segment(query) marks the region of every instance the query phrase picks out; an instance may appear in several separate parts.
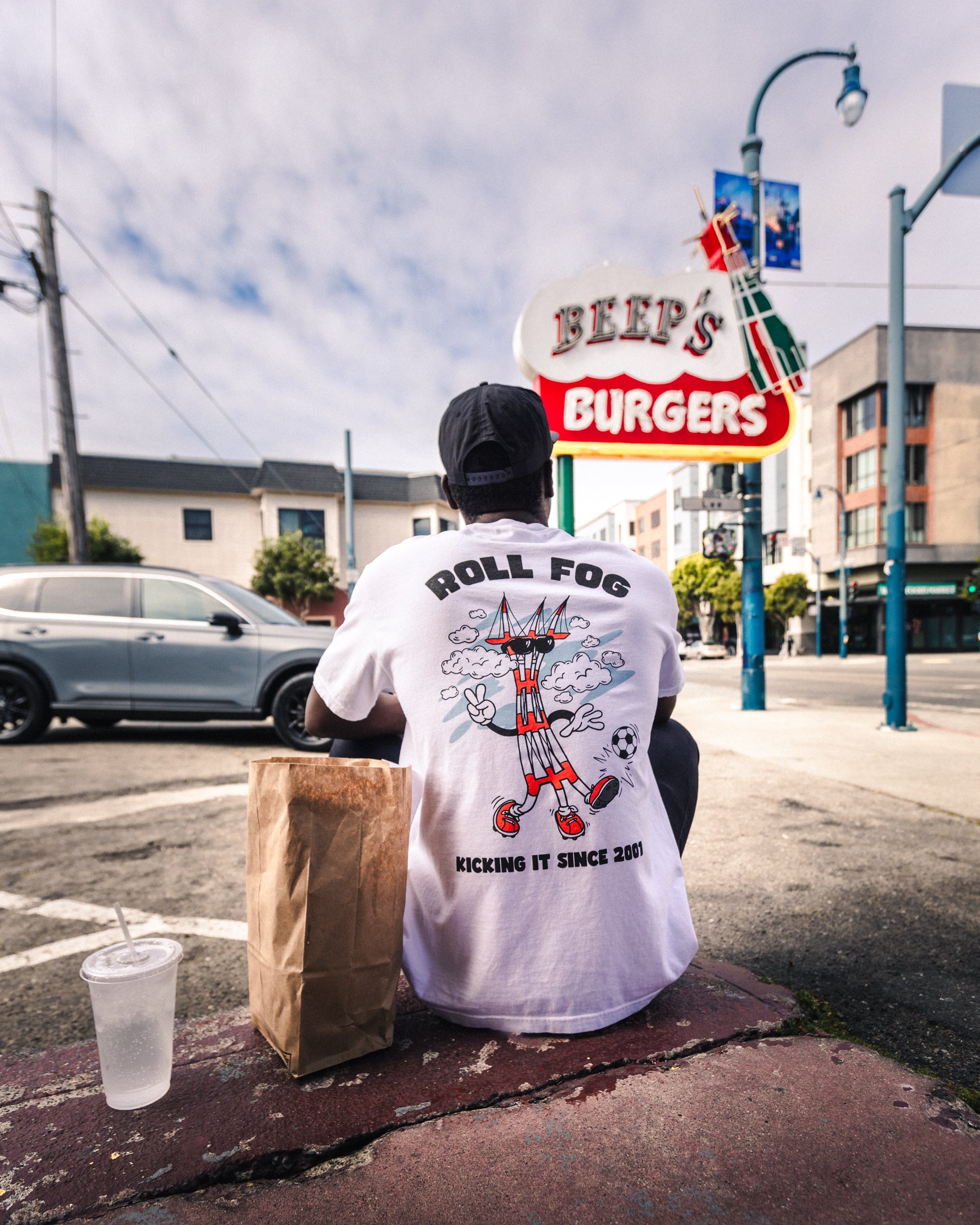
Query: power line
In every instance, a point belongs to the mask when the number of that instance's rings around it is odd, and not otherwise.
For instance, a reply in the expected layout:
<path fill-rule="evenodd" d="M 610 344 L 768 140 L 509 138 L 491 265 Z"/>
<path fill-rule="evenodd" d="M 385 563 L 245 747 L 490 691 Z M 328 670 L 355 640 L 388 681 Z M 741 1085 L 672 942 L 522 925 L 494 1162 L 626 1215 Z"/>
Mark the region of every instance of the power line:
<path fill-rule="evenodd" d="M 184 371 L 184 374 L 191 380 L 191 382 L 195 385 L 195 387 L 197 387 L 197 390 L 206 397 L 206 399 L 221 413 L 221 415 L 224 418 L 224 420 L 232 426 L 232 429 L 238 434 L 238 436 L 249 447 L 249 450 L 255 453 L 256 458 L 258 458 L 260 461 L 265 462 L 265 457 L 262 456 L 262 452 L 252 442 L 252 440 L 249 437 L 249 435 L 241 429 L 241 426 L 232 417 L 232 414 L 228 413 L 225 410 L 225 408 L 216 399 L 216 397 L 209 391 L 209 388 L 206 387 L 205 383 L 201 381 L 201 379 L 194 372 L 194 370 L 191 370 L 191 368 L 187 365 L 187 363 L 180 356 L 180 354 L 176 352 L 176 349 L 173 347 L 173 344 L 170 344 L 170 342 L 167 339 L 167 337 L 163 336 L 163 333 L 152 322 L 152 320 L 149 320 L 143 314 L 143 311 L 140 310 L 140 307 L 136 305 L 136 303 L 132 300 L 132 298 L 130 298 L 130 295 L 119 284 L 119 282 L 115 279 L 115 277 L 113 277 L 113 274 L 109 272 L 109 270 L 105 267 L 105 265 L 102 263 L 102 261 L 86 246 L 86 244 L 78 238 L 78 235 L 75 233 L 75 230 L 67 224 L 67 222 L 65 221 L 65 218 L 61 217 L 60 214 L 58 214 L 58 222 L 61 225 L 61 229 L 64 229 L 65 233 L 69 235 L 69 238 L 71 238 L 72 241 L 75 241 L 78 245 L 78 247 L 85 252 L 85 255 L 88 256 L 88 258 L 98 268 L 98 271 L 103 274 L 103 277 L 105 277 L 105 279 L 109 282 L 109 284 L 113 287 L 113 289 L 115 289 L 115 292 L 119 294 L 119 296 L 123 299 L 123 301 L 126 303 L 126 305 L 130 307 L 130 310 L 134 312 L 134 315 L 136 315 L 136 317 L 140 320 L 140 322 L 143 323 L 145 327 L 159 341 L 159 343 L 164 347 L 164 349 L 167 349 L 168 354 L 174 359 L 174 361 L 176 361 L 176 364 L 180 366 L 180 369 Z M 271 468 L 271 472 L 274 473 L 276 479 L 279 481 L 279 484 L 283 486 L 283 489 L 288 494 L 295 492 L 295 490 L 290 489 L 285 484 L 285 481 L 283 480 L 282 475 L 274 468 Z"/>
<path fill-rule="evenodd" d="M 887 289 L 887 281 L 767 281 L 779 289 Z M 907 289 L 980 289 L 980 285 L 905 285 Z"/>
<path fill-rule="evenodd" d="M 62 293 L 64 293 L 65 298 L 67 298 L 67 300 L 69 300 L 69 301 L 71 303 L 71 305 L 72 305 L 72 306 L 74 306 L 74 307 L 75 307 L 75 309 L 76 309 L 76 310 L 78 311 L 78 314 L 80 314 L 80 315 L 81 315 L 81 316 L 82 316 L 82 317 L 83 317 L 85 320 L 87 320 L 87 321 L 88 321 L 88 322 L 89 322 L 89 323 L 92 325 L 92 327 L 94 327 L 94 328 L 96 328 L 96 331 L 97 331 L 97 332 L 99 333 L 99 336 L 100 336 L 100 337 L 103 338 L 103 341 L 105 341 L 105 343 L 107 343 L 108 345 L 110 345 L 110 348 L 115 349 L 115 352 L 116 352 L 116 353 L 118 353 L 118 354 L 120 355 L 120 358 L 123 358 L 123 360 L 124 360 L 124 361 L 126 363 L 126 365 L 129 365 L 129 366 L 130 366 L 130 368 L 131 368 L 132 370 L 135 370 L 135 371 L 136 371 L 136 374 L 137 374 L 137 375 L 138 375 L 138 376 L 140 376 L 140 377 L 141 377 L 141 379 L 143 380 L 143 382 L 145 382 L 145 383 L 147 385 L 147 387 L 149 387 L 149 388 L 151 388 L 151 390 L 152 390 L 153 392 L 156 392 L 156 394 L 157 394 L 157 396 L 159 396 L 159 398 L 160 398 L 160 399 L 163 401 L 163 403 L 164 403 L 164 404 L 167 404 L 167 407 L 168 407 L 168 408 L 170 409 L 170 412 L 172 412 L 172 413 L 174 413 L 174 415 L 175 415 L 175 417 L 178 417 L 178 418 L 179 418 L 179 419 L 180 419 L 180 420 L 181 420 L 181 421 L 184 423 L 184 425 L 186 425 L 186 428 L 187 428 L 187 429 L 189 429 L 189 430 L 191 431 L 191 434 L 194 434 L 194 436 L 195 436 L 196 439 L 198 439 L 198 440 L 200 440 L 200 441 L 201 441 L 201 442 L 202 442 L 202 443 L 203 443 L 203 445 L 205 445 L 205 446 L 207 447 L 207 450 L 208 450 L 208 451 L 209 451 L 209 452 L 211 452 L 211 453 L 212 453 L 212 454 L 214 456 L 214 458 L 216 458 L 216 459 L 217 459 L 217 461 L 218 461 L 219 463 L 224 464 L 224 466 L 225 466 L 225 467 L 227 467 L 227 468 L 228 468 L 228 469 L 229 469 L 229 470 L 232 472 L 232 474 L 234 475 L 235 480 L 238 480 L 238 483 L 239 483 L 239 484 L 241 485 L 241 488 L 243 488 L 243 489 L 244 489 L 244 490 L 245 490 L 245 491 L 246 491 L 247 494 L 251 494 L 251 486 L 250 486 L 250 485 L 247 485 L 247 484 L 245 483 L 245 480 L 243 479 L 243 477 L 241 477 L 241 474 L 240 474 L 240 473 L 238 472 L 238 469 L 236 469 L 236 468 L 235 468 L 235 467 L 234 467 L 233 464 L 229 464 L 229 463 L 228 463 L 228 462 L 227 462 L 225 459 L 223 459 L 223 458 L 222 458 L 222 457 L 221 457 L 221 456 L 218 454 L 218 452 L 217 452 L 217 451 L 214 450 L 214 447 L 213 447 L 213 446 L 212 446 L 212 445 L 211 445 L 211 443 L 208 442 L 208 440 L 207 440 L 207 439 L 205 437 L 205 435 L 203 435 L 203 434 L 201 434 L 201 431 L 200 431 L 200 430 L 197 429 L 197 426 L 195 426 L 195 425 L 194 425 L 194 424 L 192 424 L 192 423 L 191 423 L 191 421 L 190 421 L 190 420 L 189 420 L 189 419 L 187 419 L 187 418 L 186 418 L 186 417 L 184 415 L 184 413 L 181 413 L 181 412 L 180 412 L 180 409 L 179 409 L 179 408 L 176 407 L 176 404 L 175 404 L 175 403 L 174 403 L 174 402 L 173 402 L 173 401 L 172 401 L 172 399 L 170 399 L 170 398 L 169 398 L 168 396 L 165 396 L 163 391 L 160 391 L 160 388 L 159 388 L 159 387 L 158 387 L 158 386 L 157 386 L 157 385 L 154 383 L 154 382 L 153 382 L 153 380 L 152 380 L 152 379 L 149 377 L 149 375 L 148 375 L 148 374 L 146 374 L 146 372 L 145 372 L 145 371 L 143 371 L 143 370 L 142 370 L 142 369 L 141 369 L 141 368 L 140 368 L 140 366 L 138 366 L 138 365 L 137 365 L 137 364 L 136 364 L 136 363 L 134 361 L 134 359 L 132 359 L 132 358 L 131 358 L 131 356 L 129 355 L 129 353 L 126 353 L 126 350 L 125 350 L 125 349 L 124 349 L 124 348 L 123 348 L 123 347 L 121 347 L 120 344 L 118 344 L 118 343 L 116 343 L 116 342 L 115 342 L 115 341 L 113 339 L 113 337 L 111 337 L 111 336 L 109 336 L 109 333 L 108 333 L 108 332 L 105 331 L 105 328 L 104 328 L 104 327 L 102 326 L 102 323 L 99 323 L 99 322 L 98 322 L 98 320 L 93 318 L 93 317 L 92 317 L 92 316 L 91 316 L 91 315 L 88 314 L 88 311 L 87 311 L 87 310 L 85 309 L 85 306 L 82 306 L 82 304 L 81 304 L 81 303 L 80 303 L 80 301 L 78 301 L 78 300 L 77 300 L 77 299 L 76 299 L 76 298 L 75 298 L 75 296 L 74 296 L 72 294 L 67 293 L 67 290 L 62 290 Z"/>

.....

OBJECTIVE - Format the stretch of the entries from the line containing "Query: power line" through the line containing "Mark the region" as a JSON list of strings, one string per line, skipping blank lines.

FULL ANSWER -
[
  "Query: power line",
  "In every instance, a point belongs to the mask when the number of that instance's rings around it is odd, and not otherwise.",
  "For instance, a reply in the expected layout:",
  "<path fill-rule=\"evenodd\" d=\"M 610 344 L 768 140 L 509 138 L 491 265 Z\"/>",
  "<path fill-rule=\"evenodd\" d=\"M 385 563 L 245 747 L 490 691 Z M 328 670 L 355 640 L 388 681 Z M 741 1085 L 672 942 L 522 925 L 494 1162 L 626 1215 Z\"/>",
  "Mark the region of every instance of the power line:"
]